### WORK TO DO
Identify each line in the records below that contains the word "white", and copy those lines.

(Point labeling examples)
= = = = = = =
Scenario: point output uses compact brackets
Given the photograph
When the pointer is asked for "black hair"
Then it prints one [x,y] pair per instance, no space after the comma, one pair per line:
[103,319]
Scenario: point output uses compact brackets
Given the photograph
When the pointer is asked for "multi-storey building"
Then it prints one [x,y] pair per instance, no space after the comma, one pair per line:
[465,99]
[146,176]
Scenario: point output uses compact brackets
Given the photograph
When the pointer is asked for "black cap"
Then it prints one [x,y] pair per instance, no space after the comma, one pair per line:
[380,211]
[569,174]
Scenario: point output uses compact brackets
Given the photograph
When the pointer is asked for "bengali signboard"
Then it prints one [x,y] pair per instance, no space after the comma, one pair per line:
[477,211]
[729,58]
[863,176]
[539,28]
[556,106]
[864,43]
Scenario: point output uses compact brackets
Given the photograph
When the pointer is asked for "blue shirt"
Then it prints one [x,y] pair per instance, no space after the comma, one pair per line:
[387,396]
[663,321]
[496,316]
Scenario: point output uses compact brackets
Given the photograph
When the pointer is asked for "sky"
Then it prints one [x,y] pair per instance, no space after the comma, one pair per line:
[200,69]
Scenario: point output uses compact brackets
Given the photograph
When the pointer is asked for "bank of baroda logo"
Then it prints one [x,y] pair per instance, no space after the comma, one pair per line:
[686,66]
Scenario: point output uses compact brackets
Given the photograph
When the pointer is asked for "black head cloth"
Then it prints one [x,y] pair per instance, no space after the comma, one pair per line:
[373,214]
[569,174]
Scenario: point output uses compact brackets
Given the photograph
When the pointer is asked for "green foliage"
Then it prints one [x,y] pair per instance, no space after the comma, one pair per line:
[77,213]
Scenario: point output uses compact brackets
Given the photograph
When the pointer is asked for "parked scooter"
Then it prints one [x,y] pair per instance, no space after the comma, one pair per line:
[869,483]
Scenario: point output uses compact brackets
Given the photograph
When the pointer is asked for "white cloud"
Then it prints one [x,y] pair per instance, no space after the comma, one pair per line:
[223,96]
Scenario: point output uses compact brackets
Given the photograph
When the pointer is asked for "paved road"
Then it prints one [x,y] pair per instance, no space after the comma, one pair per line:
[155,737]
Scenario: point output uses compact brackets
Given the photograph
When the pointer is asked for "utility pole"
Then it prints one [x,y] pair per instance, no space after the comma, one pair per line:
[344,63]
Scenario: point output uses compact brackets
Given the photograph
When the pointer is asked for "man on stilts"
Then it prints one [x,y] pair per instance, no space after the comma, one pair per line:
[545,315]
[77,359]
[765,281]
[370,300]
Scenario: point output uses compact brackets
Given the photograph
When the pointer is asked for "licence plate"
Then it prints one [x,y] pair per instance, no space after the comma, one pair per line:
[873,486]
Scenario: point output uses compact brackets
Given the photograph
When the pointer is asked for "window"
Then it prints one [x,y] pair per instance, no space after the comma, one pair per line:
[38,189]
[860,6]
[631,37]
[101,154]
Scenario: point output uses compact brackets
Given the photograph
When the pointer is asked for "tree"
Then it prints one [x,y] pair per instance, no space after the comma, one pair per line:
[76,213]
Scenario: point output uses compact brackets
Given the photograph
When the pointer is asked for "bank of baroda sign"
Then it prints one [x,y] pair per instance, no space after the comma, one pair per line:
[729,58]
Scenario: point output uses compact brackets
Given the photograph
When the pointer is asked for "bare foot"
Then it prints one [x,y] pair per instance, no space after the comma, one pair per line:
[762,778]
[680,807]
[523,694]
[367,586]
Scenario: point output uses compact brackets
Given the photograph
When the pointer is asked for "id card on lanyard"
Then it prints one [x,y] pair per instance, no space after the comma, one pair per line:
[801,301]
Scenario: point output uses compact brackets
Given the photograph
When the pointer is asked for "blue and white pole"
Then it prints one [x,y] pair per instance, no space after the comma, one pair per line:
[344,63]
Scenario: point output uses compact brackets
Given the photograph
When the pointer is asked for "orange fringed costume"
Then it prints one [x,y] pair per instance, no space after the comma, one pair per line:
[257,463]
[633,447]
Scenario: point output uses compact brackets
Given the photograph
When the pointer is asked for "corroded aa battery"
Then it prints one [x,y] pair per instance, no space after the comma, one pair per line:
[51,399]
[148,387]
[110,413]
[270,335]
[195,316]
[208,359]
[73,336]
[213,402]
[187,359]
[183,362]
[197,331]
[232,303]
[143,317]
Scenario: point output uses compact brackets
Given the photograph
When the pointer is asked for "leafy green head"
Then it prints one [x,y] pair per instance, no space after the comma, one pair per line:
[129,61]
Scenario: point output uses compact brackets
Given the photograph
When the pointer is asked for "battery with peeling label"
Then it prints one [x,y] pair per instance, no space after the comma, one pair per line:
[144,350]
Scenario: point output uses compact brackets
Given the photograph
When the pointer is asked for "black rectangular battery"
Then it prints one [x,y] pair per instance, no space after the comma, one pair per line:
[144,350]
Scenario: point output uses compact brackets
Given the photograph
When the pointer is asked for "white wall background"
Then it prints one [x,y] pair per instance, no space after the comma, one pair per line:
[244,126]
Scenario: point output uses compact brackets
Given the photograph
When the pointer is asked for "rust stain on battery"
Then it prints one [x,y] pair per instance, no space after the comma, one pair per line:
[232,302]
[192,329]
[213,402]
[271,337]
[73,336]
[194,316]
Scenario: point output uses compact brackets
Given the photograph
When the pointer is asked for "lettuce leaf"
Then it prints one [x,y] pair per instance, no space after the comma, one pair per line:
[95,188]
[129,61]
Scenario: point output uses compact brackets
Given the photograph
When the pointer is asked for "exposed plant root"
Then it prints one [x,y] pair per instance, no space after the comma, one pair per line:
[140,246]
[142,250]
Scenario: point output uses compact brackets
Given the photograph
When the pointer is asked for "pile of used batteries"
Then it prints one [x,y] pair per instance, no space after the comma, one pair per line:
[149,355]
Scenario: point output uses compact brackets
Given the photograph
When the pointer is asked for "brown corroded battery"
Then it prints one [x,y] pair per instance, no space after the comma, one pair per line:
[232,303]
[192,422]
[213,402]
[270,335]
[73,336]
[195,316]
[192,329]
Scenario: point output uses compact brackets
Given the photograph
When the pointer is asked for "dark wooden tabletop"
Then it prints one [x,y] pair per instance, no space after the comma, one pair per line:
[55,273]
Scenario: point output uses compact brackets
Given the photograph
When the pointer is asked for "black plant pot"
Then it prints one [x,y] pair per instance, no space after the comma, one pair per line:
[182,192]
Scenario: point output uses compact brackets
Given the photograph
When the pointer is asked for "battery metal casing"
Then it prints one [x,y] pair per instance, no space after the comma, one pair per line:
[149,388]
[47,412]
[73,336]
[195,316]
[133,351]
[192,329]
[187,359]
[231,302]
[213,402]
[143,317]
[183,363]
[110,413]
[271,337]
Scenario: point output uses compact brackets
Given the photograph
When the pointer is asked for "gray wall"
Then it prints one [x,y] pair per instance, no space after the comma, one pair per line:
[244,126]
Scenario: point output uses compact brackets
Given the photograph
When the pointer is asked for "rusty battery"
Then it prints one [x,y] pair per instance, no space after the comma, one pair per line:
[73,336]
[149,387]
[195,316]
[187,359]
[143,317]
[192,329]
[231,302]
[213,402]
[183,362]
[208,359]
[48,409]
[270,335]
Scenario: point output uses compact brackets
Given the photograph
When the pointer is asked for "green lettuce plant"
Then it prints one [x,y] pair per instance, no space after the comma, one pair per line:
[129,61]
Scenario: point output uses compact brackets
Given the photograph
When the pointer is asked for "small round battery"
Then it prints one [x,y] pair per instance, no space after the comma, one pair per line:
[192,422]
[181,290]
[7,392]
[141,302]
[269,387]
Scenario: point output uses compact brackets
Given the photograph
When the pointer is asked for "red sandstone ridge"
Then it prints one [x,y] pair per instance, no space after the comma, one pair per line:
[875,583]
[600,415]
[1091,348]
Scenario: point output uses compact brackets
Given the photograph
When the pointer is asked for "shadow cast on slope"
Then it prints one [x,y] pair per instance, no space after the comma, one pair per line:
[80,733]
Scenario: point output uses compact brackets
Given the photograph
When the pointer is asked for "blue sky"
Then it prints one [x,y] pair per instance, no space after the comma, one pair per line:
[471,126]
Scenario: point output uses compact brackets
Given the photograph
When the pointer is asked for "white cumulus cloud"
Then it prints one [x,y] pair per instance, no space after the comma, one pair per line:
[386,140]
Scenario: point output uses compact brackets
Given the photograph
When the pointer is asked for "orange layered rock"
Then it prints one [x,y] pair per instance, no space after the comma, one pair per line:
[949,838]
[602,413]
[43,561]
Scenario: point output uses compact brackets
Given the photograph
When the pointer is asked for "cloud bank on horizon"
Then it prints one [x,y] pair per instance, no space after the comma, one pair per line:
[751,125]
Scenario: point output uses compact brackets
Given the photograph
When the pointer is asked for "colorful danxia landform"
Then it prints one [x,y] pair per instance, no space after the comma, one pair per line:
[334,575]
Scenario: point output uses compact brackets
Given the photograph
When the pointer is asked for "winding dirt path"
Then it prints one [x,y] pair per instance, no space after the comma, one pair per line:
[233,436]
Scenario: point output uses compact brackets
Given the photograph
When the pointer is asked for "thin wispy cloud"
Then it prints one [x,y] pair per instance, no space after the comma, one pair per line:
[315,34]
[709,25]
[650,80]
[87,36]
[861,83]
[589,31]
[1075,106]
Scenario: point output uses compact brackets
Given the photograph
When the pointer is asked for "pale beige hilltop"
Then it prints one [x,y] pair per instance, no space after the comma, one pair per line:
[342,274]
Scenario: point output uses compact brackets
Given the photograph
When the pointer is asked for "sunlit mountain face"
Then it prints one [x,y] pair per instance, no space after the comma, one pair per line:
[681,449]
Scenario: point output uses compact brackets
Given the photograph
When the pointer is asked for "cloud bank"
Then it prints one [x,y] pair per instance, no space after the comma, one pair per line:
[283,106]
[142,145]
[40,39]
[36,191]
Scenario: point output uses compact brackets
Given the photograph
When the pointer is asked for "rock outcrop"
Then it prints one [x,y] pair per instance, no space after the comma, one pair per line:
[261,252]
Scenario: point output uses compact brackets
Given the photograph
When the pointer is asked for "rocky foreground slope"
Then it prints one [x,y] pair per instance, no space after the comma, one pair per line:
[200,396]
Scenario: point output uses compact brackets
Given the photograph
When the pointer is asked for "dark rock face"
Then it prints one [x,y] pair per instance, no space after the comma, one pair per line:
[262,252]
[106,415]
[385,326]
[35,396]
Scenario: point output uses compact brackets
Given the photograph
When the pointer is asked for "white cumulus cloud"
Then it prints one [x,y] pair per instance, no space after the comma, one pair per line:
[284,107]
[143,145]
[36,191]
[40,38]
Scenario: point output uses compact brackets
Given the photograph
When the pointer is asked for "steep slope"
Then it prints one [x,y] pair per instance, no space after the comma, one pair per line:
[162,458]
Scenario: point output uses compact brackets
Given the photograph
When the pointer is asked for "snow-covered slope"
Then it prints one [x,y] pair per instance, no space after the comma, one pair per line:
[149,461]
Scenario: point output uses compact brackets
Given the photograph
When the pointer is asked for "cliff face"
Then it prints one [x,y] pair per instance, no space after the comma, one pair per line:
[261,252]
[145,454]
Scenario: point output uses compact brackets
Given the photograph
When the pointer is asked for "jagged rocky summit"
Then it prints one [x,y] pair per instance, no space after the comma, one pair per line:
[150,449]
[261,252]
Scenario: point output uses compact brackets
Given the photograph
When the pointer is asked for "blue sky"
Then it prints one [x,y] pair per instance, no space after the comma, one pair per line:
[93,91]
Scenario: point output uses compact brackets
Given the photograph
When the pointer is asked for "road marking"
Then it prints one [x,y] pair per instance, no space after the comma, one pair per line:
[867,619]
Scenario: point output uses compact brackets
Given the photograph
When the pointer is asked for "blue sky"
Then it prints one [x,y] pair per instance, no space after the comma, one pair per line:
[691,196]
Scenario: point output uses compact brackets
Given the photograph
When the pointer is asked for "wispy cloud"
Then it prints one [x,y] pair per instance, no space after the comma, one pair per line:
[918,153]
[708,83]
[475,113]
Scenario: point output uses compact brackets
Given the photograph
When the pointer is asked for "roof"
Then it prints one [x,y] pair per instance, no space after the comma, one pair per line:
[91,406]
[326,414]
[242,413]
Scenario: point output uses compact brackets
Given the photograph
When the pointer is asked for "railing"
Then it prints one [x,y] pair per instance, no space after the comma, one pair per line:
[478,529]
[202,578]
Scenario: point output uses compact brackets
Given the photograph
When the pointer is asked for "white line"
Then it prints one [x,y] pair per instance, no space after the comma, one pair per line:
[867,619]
= = = = = = =
### SOLUTION TO THIS PROBLEM
When the pointer is asked for "white cloud"
When the pointer is asked for "blue and white pole"
When the pointer is asked for "white wall background"
When the pointer is asked for "white cumulus cloud"
When the pointer is asked for "white cumulus cloud"
When the pointer is asked for "white line"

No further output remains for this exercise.